Hmm - that means I found a bug in your implementation.  See [3] below.

+    }
+
+    if (refblock_empty) {
+        if (reftable_index < *reftable_size) {
+            (*reftable)[reftable_index] = 0;

Necessary since you used g_try_realloc which leaves the new reftable
uninitialized.  Reasonable (rather than a memset) since the caller will
be visiting every single refblock in the table anyways.

+        }
+    } else {
+        offset = qcow2_alloc_clusters(bs, s->cluster_size);

As mentioned above, this action will potentially change
s->refcount_table_size of the original table, which in turn makes the
caller execute its loops more often to cover the increased allocation.
Does qcow2_alloc_clusters() guarantee that the just-allocated cluster is
zero-initialized (and/or should we add a flag to the function to allow
the caller to choose whether to force zero allocation instead of leaving
uninitialized)?  See [4] below for why I ask.

+        if (offset < 0) {
+            error_setg_errno(errp, -offset, "Failed to allocate refblock");
+            return offset;
+        }
+        (*reftable)[reftable_index++] = offset;
+    }
+
+    return 0;
+}
+
+/**
+ * This "operation" for walk_over_reftable() writes the refblock to disk at the
+ * offset specified by the new reftable's entry. It does not modify the new
+ * reftable or change any refcounts.
+ */
+static int flush_refblock(BlockDriverState *bs, uint64_t **reftable,
+                          uint64_t reftable_index, uint64_t *reftable_size,
+                          void *refblock, bool refblock_empty, Error **errp)
+{
+    BDRVQcowState *s = bs->opaque;
+    int64_t offset;
+    int ret;
+
+    if (refblock_empty) {
+        if (reftable_index < *reftable_size) {
+            assert((*reftable)[reftable_index] == 0);
+        }
+    } else {
+        /* The first pass with alloc_refblock() made the reftable large enough
+         */
+        assert(reftable_index < *reftable_size);

Okay, I see why you couldn't hoist this assert outside of the if - the
caller may call this with refblock_empty for any refblocks at the tail
of the final partial reftable cluster.

+        offset = (*reftable)[reftable_index];
+        assert(offset != 0);
+
+        ret = qcow2_pre_write_overlap_check(bs, 0, offset, s->cluster_size);
+        if (ret < 0) {
+            error_setg_errno(errp, -ret, "Overlap check failed");
+            return ret;
+        }
+
+        ret = bdrv_pwrite(bs->file, offset, refblock, s->cluster_size);
+        if (ret < 0) {
+            error_setg_errno(errp, -ret, "Failed to write refblock");
+            return ret;

If we fail here, do we leak all clusters written so far?  At least the
image is still consistent.  After reading further, I think I answered
myself at point [5].

+        }
+    }
+
+    return 0;
+}
+
+/**
+ * This function walks over the existing reftable and every referenced 
refblock;
+ * if @new_set_refcount is non-NULL, it is called for every refcount entry to
+ * create an equal new entry in the passed @new_refblock. Once that
+ * @new_refblock is completely filled, @operation will be called.
+ *
+ * @operation is expected to combine the @new_refblock and its entry in the new
+ * reftable (which is described by the parameters starting with "reftable").
+ * @refblock_empty is set if all entries in the refblock are zero.
+ *
+ * @status_cb and @cb_opaque are used for the amend operation's status 
callback.
+ * @index is the index of the walk_over_reftable() calls and @total is the 
total
+ * number of walk_over_reftable() calls per amend operation. Both are used for
+ * calculating the parameters for the status callback.

• [COLLECTED MATERIAL]:
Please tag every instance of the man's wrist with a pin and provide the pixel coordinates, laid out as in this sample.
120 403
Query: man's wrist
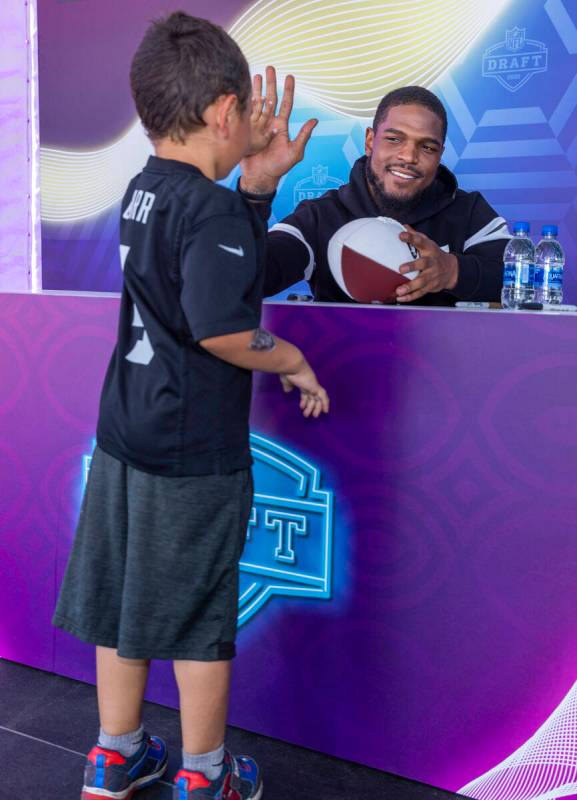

• [PROBLEM TO SOLVE]: In the code review text, why is setting the reftable entry to 0 necessary?

• [ANSWER TO THIS EXERCISE]: It is necessary because g_try_realloc leaves the new reftable uninitialized.